▶ **Texte cité**:

_ _ _ _

Le texte qui suit est une version abrégée de la
présentation de l'ouvrage par son traducteur.
Copyright Editions du Seuil,
2005.
Ecrit sur une période s’étalant de 1980 à 1986
et publié en édition complète en 1990, Le Livre des illuminations
de Gamal Ghitany occupe une place tout à fait unique dans la littérature
arabe contemporaine, et cela en raison de plusieurs audaces.
La première audace réside dans le sujet même du
livre, exploration autobiographique poignante et d’une franchise absolue.
Le prétexte de cette exploration tient en quelques mots : de retour
d’un voyage hors d’Egypte, le narrateur apprend que son père est décédé
durant son absence ; après une période de tourments, il décide de se
lancer dans une quête intérieure pour revisiter sa propre existence,
se pencher sur ce que fut la vie de ce père modeste et digne et analyser
l’évolution de leurs rapports au fil des années. Cette fougue introspective
suffirait à placer le Livre des Illuminations à part dans une littérature
arabe qu’on sait naturellement rétive au "je".

_ _ _ _

Entrées pour l'annotation de boîtes englobantes
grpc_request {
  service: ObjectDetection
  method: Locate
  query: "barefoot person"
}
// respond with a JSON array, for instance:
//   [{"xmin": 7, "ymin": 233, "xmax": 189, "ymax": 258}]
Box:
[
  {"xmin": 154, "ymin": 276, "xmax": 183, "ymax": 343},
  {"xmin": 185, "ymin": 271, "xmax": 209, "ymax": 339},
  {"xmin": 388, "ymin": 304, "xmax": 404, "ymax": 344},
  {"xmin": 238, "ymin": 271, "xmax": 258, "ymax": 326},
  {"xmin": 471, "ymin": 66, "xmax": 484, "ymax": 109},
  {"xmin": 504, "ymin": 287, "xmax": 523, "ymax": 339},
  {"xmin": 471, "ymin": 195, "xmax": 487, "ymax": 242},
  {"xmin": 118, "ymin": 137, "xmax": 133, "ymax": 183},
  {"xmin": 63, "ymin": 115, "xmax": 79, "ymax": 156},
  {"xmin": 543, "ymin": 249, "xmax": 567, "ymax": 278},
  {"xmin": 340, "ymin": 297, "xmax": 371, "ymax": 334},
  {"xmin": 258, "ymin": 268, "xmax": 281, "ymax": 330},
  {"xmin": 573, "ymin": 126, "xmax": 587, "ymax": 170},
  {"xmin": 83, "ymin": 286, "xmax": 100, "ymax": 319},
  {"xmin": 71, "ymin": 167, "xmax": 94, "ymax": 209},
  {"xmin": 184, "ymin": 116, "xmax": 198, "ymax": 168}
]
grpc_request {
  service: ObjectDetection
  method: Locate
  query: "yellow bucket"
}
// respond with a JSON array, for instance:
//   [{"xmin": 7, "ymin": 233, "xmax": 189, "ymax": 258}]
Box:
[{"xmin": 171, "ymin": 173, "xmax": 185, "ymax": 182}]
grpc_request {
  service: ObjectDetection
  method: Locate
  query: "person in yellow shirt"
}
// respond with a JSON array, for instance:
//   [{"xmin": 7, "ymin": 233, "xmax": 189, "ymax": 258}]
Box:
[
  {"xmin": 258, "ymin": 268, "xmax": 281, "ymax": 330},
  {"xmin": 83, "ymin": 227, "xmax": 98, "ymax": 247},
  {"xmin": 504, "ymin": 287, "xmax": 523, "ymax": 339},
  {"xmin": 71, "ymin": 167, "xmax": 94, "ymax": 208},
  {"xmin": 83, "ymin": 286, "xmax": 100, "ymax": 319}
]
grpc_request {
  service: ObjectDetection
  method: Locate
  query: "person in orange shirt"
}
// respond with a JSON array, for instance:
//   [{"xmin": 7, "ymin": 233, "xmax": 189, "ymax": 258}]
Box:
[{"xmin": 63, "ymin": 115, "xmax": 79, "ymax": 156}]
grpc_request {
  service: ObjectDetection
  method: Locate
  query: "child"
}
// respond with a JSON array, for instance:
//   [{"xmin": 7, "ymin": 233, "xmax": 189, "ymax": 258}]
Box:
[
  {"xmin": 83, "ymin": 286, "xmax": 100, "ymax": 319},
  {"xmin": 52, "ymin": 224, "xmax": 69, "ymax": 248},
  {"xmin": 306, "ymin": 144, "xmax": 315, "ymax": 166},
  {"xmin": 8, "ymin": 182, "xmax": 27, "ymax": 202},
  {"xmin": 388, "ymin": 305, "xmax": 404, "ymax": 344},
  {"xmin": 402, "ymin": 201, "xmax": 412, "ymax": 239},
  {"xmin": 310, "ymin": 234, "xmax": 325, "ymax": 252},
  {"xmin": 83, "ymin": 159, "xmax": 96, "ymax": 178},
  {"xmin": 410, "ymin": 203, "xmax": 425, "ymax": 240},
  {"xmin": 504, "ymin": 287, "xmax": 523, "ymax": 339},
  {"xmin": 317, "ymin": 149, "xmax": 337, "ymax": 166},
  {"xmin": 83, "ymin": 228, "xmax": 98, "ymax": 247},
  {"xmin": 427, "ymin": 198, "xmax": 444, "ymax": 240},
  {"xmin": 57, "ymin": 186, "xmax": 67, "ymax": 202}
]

_ _ _ _

▶ **Exercice proposé A**: Pourriez-vous transcrire mot pour mot le passage de la présentation du Livre des illuminations qui va de « Ecrit sur une » jusqu'à « d’une franchise absolue. » ?
▶ **Exercice proposé B**: Quelles lignes des enregistrements contiennent le mot « query » ? Relevez-les toutes.
Le texte et les enregistrements constituent deux matériaux distincts.

▶ **Réponse attendue A**:
Ecrit sur une période s’étalant de 1980 à 1986
et publié en édition complète en 1990, Le Livre des illuminations
de Gamal Ghitany occupe une place tout à fait unique dans la littérature
arabe contemporaine, et cela en raison de plusieurs audaces.
La première audace réside dans le sujet même du
livre, exploration autobiographique poignante et d’une franchise absolue.

▶ **Réponse attendue B**:
  query: "barefoot person"
  query: "yellow bucket"
  query: "person in yellow shirt"
  query: "person in orange shirt"
  query: "child"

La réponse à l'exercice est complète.